*SHORT PROBLEM*:
Gather every line of the listing below that contains the string "window". Case counts.

%%

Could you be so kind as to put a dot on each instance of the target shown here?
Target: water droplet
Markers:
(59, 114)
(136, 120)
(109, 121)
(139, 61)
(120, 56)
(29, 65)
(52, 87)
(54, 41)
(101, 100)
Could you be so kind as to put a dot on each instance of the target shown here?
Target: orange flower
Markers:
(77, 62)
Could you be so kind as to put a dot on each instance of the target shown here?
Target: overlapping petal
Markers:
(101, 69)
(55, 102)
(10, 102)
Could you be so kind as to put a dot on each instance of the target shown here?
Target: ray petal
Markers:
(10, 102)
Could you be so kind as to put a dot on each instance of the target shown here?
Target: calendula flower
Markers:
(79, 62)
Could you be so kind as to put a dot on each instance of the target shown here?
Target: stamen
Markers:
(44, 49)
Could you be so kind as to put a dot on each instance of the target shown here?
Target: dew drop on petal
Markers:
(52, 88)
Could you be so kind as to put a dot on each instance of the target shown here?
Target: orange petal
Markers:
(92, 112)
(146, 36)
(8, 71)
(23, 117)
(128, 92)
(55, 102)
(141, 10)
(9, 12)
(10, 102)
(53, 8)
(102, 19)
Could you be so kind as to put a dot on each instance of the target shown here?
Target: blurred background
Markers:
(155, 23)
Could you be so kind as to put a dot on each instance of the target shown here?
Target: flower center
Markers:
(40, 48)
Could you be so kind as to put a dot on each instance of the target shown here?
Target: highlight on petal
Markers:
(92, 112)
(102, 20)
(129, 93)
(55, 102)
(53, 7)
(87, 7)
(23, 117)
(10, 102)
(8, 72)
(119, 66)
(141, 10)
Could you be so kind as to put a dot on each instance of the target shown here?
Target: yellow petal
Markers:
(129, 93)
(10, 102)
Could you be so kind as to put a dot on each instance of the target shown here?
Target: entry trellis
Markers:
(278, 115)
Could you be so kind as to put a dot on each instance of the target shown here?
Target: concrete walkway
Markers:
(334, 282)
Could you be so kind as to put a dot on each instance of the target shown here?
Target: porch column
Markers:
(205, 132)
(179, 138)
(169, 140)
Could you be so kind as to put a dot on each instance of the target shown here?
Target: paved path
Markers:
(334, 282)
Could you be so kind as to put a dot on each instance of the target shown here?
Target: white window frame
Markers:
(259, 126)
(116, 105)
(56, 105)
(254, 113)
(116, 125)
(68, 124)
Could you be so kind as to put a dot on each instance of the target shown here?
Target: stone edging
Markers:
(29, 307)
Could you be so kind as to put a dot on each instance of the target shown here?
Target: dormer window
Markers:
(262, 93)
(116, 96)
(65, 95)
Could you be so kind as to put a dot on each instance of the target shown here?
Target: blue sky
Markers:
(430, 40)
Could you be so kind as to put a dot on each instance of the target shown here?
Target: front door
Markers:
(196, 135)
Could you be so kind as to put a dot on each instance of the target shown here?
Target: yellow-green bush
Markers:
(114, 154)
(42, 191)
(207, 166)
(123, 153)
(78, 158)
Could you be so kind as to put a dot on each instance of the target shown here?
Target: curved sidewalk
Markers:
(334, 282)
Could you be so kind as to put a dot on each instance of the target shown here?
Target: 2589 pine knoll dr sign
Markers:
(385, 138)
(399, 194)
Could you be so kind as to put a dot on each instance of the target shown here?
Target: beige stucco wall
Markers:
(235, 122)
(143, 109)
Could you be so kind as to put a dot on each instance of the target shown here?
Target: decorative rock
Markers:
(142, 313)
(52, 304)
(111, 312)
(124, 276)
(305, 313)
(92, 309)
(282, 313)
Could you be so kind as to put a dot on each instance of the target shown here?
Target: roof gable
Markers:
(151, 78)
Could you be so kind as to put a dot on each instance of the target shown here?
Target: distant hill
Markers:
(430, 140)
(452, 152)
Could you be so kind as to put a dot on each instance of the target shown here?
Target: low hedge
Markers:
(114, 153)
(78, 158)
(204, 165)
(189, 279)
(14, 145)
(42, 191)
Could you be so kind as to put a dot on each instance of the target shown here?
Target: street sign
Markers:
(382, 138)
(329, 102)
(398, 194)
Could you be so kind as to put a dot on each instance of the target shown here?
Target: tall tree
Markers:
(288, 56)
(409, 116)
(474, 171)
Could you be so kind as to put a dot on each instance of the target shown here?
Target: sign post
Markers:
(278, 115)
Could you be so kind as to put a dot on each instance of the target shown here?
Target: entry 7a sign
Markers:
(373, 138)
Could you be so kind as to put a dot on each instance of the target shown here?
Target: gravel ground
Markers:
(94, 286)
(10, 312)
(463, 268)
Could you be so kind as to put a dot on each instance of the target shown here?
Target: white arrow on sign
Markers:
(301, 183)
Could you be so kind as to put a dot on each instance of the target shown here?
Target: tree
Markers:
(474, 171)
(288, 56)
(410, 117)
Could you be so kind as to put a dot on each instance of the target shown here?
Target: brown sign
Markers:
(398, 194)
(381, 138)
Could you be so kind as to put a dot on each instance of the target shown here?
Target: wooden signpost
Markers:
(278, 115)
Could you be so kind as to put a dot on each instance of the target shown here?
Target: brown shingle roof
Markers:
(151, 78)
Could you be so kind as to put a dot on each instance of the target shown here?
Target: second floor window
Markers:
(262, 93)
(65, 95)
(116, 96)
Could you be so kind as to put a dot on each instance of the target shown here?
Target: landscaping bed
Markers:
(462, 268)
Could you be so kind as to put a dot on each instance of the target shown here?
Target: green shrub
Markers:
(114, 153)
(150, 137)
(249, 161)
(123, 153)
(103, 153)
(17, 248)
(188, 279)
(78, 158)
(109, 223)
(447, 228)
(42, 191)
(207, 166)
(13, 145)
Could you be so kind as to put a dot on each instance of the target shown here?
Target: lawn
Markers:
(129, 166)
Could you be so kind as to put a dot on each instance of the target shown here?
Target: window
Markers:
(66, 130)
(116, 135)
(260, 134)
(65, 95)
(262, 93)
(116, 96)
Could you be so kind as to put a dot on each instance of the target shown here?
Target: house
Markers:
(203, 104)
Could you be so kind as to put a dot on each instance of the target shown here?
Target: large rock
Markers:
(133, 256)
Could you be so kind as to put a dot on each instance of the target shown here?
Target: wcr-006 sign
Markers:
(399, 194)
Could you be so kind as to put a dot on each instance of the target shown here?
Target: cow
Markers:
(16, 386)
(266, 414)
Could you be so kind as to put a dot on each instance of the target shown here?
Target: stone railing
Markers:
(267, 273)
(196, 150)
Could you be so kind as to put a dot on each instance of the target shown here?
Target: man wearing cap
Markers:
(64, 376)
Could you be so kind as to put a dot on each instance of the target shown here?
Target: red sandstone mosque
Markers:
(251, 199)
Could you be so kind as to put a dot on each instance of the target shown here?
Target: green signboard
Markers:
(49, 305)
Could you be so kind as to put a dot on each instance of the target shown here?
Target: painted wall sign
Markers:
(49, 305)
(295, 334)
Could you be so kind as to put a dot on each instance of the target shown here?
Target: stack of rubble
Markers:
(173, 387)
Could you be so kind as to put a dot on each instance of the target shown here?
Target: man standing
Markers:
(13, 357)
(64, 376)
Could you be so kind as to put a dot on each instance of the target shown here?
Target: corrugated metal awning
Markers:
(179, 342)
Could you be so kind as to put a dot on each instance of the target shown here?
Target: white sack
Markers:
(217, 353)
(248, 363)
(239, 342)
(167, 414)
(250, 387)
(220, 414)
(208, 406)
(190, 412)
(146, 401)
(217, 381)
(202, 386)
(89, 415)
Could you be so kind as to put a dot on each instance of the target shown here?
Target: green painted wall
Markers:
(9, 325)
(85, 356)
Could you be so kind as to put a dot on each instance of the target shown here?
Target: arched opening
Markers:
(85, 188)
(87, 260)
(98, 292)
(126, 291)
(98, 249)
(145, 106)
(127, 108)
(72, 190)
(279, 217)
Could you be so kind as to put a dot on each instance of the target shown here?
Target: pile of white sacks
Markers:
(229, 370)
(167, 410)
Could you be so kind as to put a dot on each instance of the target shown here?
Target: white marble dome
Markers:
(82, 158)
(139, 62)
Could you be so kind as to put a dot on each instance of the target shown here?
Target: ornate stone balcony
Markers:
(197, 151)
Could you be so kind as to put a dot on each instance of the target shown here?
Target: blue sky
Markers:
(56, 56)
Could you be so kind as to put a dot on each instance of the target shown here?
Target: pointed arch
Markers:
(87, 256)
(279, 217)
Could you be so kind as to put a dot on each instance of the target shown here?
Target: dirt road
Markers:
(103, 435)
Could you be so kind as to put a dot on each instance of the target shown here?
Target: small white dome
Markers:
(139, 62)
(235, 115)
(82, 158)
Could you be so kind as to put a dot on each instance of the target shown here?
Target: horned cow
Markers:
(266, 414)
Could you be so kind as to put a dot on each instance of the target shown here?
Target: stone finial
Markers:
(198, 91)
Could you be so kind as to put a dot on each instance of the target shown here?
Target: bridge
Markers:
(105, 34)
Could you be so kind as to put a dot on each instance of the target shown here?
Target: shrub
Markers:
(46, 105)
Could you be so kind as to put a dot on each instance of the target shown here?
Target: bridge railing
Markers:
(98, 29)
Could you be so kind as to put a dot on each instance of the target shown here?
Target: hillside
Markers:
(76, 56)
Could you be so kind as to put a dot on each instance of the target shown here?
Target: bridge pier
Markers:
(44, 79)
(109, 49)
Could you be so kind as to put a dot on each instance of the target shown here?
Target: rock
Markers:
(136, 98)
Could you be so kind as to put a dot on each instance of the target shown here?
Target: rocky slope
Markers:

%%

*OUTPUT FOR THIS TASK*:
Target: white window frame
Target: dormer window
Target: second floor window
Target: window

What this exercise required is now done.